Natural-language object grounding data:
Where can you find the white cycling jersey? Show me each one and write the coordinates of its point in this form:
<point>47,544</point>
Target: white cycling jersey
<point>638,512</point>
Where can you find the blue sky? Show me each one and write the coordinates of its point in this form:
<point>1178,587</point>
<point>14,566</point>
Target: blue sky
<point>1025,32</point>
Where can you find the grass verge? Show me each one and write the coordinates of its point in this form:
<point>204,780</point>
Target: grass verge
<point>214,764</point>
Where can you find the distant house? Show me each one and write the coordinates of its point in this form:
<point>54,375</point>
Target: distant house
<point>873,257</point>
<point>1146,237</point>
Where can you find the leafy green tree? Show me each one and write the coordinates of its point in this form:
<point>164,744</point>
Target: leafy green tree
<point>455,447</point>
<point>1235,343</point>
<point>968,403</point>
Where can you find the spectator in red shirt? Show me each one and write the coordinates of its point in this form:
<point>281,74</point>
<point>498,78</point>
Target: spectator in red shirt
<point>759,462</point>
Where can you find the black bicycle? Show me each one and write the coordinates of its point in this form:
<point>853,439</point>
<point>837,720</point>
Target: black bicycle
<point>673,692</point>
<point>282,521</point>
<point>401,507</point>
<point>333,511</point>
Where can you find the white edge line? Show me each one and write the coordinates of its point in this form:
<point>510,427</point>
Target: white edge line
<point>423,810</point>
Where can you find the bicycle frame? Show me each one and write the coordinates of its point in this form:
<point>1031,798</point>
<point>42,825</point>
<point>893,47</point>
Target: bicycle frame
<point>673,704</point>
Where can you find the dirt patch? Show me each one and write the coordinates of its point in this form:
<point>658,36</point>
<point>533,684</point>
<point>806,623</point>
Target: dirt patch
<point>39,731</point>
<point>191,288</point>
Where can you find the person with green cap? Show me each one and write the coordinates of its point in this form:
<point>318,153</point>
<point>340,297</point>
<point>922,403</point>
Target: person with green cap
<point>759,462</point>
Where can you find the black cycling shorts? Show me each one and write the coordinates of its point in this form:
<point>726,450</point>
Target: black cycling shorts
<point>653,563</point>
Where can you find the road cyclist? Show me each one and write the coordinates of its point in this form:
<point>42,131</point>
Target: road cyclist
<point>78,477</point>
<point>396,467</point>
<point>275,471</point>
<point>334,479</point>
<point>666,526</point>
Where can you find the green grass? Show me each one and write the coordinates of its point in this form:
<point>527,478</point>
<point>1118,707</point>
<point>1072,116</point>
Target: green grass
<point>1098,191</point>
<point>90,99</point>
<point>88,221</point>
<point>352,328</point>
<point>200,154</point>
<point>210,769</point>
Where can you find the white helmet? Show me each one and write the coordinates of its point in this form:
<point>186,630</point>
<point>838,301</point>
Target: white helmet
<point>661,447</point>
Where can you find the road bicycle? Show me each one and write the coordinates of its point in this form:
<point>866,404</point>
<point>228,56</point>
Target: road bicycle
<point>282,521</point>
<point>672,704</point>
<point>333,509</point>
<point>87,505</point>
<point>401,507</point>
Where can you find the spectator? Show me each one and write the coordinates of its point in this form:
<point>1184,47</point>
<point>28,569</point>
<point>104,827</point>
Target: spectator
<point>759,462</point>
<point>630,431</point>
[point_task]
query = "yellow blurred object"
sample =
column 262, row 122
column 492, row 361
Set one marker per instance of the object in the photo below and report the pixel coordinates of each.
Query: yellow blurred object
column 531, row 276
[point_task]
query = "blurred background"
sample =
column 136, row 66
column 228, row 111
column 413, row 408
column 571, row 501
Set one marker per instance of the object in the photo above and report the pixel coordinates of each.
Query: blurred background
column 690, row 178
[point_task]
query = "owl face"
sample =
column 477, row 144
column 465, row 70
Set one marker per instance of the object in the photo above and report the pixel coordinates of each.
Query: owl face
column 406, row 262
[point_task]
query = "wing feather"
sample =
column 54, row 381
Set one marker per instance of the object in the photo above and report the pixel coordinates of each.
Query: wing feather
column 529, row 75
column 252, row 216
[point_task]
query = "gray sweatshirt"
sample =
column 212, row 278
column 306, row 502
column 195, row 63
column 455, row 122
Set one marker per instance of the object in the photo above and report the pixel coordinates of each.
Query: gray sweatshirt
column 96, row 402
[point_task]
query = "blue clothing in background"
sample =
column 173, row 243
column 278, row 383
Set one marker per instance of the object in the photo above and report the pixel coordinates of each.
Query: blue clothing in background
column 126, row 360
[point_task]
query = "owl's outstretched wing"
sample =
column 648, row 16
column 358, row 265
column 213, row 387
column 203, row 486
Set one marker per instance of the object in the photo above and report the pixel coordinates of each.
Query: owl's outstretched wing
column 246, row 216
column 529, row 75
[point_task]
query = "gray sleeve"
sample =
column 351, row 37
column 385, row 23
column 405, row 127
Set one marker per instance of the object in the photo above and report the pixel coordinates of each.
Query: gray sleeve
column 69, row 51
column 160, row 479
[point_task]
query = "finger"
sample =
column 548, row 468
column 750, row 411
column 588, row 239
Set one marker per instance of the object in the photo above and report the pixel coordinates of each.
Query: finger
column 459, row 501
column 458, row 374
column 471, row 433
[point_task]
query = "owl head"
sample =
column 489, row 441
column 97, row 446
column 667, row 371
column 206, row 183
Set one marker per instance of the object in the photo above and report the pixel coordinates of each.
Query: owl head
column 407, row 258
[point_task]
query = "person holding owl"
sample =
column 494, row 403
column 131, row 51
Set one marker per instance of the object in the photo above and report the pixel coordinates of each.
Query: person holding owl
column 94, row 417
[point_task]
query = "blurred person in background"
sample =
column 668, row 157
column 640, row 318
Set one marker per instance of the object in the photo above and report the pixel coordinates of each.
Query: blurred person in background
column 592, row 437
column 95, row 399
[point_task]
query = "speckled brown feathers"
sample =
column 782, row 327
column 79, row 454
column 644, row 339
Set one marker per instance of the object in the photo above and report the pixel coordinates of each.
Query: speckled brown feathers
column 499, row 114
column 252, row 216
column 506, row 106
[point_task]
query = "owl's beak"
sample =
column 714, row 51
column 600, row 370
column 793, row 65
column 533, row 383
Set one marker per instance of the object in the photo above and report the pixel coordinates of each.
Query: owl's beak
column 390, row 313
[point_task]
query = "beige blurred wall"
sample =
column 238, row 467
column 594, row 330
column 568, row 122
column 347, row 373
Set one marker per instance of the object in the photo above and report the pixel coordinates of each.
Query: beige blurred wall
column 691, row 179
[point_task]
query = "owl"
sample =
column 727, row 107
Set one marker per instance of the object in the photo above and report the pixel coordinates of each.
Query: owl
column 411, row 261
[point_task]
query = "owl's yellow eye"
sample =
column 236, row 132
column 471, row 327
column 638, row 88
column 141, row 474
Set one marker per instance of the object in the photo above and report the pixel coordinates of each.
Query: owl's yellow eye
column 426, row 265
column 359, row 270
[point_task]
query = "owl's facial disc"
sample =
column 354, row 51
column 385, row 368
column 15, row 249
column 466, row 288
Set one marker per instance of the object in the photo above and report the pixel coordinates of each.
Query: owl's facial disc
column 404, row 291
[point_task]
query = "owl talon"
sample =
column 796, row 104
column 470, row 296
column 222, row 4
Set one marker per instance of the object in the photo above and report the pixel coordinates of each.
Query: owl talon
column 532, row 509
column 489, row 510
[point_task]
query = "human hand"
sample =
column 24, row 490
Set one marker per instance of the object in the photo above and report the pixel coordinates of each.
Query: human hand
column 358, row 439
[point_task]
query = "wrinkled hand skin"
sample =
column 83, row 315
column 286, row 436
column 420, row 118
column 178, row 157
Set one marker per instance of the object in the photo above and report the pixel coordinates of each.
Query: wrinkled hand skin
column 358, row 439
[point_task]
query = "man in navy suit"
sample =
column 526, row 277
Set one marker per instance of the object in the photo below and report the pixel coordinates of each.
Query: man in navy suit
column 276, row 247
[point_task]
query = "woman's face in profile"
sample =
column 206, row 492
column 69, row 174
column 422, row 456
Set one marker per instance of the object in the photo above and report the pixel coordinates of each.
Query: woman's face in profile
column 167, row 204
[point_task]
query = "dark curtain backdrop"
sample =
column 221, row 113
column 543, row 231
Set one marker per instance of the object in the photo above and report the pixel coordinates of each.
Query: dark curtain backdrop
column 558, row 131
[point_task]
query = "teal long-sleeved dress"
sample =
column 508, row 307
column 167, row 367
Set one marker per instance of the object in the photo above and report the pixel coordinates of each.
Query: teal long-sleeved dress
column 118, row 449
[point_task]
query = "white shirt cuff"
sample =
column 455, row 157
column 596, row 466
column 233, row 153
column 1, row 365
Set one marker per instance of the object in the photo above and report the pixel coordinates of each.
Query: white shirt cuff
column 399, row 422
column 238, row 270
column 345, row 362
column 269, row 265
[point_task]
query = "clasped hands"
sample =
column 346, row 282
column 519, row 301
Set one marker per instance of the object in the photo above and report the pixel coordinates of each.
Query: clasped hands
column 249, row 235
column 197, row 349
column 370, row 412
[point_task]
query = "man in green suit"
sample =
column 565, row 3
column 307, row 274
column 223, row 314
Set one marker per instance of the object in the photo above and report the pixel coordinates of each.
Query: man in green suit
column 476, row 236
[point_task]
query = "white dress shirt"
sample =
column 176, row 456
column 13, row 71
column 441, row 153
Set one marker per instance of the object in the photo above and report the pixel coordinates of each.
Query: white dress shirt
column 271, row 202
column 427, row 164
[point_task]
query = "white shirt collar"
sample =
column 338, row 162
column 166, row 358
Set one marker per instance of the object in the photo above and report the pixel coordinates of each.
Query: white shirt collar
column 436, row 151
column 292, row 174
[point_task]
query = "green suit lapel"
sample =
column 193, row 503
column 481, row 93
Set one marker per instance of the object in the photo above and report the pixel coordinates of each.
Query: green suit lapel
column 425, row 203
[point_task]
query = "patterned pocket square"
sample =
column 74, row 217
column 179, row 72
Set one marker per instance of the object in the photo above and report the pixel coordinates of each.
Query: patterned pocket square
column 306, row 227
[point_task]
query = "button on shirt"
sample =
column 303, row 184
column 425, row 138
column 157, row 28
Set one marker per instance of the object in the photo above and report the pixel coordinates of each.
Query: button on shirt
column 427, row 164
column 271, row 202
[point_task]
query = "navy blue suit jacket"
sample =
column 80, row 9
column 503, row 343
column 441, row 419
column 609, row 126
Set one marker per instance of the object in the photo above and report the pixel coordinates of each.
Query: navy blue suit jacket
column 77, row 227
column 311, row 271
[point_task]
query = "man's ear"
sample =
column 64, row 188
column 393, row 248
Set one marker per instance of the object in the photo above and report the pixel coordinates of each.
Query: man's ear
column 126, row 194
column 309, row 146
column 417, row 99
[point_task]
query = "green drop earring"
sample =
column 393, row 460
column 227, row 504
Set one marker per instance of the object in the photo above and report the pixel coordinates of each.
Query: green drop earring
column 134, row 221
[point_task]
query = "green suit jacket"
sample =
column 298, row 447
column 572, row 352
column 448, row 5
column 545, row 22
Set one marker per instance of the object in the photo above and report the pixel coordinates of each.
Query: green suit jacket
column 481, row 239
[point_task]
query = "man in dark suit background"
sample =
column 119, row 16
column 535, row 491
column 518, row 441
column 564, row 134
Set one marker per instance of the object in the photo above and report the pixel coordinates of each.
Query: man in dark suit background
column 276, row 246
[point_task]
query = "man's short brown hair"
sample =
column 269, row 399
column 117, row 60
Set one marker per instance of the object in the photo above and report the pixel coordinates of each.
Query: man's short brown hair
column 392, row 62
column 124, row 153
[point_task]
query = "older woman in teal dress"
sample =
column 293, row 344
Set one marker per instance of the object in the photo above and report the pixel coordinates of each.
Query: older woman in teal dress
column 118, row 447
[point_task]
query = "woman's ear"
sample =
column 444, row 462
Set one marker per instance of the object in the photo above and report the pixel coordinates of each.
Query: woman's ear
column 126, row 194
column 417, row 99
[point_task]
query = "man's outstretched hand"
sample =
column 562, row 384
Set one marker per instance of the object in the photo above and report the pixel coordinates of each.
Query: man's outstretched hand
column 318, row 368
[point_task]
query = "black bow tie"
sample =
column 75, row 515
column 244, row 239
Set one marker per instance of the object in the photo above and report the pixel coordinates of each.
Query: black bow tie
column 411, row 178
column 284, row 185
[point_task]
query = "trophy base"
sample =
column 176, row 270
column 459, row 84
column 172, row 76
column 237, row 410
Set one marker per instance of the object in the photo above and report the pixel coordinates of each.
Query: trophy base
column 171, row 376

▸ **How to complete this task**
Taking the records above, retype every line from the one with "Target: black cycling shorts" down to the one with "<point>228,56</point>", exactly and with nothing else.

▸ **Exercise result**
Target: black cycling shorts
<point>653,563</point>
Where can you find the road cyclist? Show me each one and write the coordinates of its point in this form:
<point>42,131</point>
Target: road cyclist
<point>78,477</point>
<point>396,467</point>
<point>275,471</point>
<point>334,479</point>
<point>666,526</point>
Where can you find the green grass? Show me each one and write the coordinates of its point in this form:
<point>527,478</point>
<point>1118,707</point>
<point>1072,116</point>
Target: green grass
<point>1098,191</point>
<point>90,99</point>
<point>88,221</point>
<point>352,328</point>
<point>200,154</point>
<point>210,769</point>
Where can you find the white helmet? Show me each one and write the coordinates of its point in this form:
<point>186,630</point>
<point>838,301</point>
Target: white helmet
<point>661,447</point>
Where can you find the road bicycle? Show me each one and write the coordinates of its point in this form:
<point>866,404</point>
<point>228,56</point>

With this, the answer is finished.